**Records from a collection:**
╔══

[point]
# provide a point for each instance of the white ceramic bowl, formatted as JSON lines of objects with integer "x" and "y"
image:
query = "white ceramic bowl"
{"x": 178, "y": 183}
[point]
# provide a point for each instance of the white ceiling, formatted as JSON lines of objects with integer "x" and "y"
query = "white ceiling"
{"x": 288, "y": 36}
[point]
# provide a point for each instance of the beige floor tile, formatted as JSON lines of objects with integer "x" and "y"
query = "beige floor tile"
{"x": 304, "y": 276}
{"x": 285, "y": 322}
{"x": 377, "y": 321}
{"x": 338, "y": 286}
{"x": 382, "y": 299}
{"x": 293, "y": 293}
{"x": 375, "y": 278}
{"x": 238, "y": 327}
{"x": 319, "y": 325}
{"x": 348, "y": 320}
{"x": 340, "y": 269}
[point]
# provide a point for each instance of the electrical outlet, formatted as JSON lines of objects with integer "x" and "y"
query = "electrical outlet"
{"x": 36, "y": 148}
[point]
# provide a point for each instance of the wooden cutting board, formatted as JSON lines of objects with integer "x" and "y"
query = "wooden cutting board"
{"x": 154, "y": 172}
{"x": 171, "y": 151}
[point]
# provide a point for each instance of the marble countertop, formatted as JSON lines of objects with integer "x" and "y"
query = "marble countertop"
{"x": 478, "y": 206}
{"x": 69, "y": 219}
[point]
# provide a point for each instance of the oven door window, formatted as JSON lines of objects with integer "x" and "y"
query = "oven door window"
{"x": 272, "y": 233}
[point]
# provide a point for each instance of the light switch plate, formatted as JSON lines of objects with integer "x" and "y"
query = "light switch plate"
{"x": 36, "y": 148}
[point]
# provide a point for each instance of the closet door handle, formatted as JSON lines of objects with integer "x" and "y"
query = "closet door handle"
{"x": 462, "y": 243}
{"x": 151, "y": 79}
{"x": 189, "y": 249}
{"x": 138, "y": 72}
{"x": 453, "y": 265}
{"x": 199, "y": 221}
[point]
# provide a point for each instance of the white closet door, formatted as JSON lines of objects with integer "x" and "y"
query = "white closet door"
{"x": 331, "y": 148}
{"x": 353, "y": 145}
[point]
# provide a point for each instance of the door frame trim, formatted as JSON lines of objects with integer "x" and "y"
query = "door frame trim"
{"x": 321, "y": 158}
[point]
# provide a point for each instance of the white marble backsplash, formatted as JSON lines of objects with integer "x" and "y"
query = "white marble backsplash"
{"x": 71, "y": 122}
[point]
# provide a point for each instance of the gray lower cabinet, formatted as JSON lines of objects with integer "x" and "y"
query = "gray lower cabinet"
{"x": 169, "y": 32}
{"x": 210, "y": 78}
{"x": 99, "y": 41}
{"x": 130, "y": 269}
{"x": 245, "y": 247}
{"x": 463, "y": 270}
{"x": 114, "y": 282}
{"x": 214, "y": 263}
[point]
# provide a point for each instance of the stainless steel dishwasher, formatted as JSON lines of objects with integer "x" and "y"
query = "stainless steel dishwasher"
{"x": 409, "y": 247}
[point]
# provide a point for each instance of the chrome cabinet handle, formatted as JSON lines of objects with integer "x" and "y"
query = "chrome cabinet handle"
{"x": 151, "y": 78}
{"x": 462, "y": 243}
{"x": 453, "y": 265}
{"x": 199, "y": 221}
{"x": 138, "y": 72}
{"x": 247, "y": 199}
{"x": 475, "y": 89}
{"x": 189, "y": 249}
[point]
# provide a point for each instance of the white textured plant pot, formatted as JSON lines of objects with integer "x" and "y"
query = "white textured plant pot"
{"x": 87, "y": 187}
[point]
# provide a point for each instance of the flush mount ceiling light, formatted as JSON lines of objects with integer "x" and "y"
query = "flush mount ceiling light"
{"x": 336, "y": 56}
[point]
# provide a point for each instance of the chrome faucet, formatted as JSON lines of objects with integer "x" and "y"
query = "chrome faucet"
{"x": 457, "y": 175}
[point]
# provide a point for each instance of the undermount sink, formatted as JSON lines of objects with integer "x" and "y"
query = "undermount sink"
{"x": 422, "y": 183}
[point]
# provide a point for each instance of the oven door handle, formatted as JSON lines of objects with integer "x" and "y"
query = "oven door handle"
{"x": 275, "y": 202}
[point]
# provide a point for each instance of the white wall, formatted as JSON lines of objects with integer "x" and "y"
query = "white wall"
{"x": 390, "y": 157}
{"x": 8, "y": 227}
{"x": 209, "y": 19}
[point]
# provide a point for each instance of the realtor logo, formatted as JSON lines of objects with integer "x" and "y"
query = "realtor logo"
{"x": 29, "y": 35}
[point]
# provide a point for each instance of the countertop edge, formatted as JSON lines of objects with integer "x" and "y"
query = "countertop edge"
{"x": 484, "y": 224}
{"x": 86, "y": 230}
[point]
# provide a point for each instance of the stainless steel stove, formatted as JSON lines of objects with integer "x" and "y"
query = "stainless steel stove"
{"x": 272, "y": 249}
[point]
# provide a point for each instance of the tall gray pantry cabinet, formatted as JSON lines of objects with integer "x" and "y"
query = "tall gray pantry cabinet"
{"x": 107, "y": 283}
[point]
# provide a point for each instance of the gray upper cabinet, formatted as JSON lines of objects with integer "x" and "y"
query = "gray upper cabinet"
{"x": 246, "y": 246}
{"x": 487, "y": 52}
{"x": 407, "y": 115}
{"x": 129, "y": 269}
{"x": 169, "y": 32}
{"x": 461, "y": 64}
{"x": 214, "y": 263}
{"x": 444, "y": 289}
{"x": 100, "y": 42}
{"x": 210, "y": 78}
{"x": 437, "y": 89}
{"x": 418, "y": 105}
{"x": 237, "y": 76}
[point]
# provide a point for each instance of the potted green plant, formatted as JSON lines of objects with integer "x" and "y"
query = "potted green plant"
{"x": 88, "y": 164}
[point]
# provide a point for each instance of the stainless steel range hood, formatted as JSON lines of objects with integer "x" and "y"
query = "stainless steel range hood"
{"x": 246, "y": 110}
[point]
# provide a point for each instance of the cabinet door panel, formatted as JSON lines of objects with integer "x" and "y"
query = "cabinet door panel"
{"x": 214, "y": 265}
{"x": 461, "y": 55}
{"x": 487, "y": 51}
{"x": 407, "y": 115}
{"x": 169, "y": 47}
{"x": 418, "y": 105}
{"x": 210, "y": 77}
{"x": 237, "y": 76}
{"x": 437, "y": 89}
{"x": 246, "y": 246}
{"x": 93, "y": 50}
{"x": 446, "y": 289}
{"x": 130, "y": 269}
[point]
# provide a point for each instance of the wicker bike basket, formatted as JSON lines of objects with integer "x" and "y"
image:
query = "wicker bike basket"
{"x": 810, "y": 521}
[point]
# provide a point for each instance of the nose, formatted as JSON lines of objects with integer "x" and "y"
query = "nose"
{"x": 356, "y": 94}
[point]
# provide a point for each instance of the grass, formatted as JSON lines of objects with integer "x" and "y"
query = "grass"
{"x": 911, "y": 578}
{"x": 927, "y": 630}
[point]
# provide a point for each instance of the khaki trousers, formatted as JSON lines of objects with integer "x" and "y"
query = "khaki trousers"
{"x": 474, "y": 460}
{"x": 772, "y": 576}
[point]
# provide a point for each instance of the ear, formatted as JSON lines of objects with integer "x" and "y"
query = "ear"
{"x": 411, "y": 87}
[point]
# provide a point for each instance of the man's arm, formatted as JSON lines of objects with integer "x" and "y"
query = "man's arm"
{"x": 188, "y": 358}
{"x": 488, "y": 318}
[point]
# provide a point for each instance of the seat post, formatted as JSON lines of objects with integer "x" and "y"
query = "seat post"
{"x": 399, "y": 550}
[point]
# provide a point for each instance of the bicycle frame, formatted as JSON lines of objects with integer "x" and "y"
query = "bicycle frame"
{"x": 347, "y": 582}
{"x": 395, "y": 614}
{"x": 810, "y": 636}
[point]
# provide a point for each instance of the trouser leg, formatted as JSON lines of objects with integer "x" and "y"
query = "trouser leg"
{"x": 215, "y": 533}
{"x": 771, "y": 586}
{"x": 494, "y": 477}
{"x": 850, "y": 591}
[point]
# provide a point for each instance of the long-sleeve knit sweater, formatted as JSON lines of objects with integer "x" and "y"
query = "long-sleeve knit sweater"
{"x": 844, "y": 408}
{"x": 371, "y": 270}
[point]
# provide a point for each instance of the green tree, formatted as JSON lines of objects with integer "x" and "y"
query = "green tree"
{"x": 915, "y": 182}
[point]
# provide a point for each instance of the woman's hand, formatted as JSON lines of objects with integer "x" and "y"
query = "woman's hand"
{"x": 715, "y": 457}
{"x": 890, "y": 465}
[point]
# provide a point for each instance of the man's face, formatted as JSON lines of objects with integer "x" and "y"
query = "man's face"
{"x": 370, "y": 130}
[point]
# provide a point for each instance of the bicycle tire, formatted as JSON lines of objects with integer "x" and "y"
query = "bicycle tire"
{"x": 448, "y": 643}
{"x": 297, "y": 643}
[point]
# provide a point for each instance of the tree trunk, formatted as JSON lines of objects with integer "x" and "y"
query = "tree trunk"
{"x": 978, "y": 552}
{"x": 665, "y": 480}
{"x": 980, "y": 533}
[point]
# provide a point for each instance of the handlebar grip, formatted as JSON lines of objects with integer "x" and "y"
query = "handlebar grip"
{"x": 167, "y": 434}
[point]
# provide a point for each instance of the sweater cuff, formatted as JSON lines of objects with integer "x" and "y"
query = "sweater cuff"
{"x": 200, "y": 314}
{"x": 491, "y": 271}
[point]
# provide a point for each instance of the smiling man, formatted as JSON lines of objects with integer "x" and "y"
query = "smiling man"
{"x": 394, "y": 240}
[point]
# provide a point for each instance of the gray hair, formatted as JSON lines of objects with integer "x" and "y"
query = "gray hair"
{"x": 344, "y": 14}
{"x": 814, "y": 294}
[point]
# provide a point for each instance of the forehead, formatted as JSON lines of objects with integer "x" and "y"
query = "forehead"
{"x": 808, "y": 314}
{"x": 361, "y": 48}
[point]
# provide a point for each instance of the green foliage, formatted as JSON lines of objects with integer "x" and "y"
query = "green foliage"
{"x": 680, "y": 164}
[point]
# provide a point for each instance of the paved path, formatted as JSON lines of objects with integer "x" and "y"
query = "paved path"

╚══

**Exercise goal:** Count the lines in the data above that contain the string "face", treating case as significant, and give only the number.

**The completed task:** 2